▸ Description of the task:
Would you print the entire listing exactly, leaving nothing out?

━━━━━ Records shown ━━━━━

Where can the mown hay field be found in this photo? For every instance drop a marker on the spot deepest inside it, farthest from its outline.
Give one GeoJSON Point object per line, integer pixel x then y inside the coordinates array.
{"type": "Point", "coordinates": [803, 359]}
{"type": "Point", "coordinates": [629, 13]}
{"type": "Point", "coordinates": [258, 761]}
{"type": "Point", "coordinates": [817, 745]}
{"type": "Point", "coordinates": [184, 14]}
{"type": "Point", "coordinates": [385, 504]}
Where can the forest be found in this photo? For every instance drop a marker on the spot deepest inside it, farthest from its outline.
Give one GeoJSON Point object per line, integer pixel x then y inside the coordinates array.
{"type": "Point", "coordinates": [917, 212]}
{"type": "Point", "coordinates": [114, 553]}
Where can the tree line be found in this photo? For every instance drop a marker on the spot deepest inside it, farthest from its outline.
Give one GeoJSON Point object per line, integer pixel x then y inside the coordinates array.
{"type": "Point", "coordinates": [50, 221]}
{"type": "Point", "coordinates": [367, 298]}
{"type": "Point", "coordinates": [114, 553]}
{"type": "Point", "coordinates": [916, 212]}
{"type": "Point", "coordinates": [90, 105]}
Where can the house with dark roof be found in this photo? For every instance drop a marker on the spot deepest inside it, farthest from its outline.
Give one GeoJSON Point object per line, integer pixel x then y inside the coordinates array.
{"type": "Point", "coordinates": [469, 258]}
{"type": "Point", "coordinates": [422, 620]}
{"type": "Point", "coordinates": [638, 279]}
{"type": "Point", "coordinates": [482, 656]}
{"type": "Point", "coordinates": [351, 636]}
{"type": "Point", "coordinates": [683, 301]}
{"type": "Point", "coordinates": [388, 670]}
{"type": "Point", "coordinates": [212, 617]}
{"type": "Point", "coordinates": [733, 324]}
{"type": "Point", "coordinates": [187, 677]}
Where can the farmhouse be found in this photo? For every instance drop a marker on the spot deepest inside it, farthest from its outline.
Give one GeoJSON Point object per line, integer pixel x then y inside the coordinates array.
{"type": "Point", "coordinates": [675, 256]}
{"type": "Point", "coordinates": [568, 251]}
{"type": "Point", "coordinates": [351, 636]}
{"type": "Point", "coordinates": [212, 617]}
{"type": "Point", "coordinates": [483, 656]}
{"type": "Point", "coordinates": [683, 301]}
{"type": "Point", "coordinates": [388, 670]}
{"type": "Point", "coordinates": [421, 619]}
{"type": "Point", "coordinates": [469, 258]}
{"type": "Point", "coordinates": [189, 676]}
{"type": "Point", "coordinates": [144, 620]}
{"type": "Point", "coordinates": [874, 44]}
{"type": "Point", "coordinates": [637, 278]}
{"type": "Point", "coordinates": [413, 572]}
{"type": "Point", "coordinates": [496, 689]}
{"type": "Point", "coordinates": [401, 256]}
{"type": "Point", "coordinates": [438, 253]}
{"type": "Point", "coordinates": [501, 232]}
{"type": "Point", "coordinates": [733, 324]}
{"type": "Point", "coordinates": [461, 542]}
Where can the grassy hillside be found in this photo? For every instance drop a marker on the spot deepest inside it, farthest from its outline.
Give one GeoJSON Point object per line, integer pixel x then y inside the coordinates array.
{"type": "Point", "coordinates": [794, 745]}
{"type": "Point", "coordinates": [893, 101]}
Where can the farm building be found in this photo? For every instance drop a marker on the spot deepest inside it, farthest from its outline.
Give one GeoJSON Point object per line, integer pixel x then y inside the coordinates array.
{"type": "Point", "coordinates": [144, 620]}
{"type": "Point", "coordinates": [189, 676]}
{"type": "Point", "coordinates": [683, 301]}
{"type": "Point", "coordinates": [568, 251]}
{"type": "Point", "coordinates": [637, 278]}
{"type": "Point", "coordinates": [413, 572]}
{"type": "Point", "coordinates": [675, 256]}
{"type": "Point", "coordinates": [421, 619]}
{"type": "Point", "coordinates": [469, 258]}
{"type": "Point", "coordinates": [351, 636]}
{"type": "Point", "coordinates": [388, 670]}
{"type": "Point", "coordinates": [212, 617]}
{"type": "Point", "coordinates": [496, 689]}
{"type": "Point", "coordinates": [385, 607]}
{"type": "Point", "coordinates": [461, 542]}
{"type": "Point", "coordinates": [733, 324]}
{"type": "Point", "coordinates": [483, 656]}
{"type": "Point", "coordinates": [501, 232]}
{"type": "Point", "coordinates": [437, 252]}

━━━━━

▸ Response:
Where can the mown hay field be found in this photo? For every instance drop a marker on the spot deepest inside it, farthest from its outline.
Give one GeoJSON Point object per line, integer pixel x then y inside the coordinates array.
{"type": "Point", "coordinates": [803, 359]}
{"type": "Point", "coordinates": [629, 13]}
{"type": "Point", "coordinates": [258, 761]}
{"type": "Point", "coordinates": [817, 745]}
{"type": "Point", "coordinates": [184, 14]}
{"type": "Point", "coordinates": [385, 504]}
Where can the forest be found in this photo? For every instance drop a marker on the spot deepest inside it, farthest from its outline.
Give one GeoJSON Point object per line, integer pixel x then y inside the coordinates array.
{"type": "Point", "coordinates": [917, 212]}
{"type": "Point", "coordinates": [114, 553]}
Where can the tree line be found in this photo? For every instance drop a marker on the spot deepest inside it, farthest from its outline.
Give one GeoJSON Point object per line, integer pixel x then y inside the coordinates array.
{"type": "Point", "coordinates": [50, 221]}
{"type": "Point", "coordinates": [367, 298]}
{"type": "Point", "coordinates": [114, 553]}
{"type": "Point", "coordinates": [916, 212]}
{"type": "Point", "coordinates": [90, 105]}
Where can the house with dark roof be found in this photo? For every instance drop a marker on the spot deepest inside it, farthest from its outline.
Give one GeoJSON Point object per line, integer pixel x then y inside the coordinates array.
{"type": "Point", "coordinates": [469, 258]}
{"type": "Point", "coordinates": [422, 620]}
{"type": "Point", "coordinates": [638, 279]}
{"type": "Point", "coordinates": [482, 656]}
{"type": "Point", "coordinates": [351, 636]}
{"type": "Point", "coordinates": [683, 301]}
{"type": "Point", "coordinates": [388, 670]}
{"type": "Point", "coordinates": [212, 617]}
{"type": "Point", "coordinates": [733, 324]}
{"type": "Point", "coordinates": [187, 677]}
Where can the farmhouse be found in this photo? For every instance drop a marker on the spot deepest inside it, farthest from its outline.
Give one GeoJSON Point object per line, integer pixel x then y inside the coordinates array.
{"type": "Point", "coordinates": [675, 256]}
{"type": "Point", "coordinates": [568, 251]}
{"type": "Point", "coordinates": [351, 636]}
{"type": "Point", "coordinates": [212, 617]}
{"type": "Point", "coordinates": [483, 656]}
{"type": "Point", "coordinates": [683, 301]}
{"type": "Point", "coordinates": [388, 670]}
{"type": "Point", "coordinates": [421, 619]}
{"type": "Point", "coordinates": [469, 258]}
{"type": "Point", "coordinates": [189, 676]}
{"type": "Point", "coordinates": [144, 620]}
{"type": "Point", "coordinates": [874, 44]}
{"type": "Point", "coordinates": [637, 278]}
{"type": "Point", "coordinates": [413, 572]}
{"type": "Point", "coordinates": [496, 689]}
{"type": "Point", "coordinates": [401, 256]}
{"type": "Point", "coordinates": [438, 253]}
{"type": "Point", "coordinates": [501, 232]}
{"type": "Point", "coordinates": [733, 324]}
{"type": "Point", "coordinates": [461, 542]}
Where can the grassy hillside be found in this photo? For every instance drop a marker on the spot deepest inside it, farthest from its outline.
Give one GeoJSON Point object per line, integer pixel x then y inside the coordinates array.
{"type": "Point", "coordinates": [794, 745]}
{"type": "Point", "coordinates": [893, 101]}
Where can the farm building be found in this photo? For every instance drop a marker on the spot deepest inside it, farthest from its outline.
Give one GeoJSON Point object per line, integer pixel x then y inside the coordinates array.
{"type": "Point", "coordinates": [144, 620]}
{"type": "Point", "coordinates": [189, 676]}
{"type": "Point", "coordinates": [683, 301]}
{"type": "Point", "coordinates": [568, 251]}
{"type": "Point", "coordinates": [637, 278]}
{"type": "Point", "coordinates": [413, 572]}
{"type": "Point", "coordinates": [675, 256]}
{"type": "Point", "coordinates": [421, 619]}
{"type": "Point", "coordinates": [469, 258]}
{"type": "Point", "coordinates": [351, 636]}
{"type": "Point", "coordinates": [388, 670]}
{"type": "Point", "coordinates": [212, 617]}
{"type": "Point", "coordinates": [496, 689]}
{"type": "Point", "coordinates": [385, 607]}
{"type": "Point", "coordinates": [461, 542]}
{"type": "Point", "coordinates": [733, 324]}
{"type": "Point", "coordinates": [483, 656]}
{"type": "Point", "coordinates": [501, 232]}
{"type": "Point", "coordinates": [437, 252]}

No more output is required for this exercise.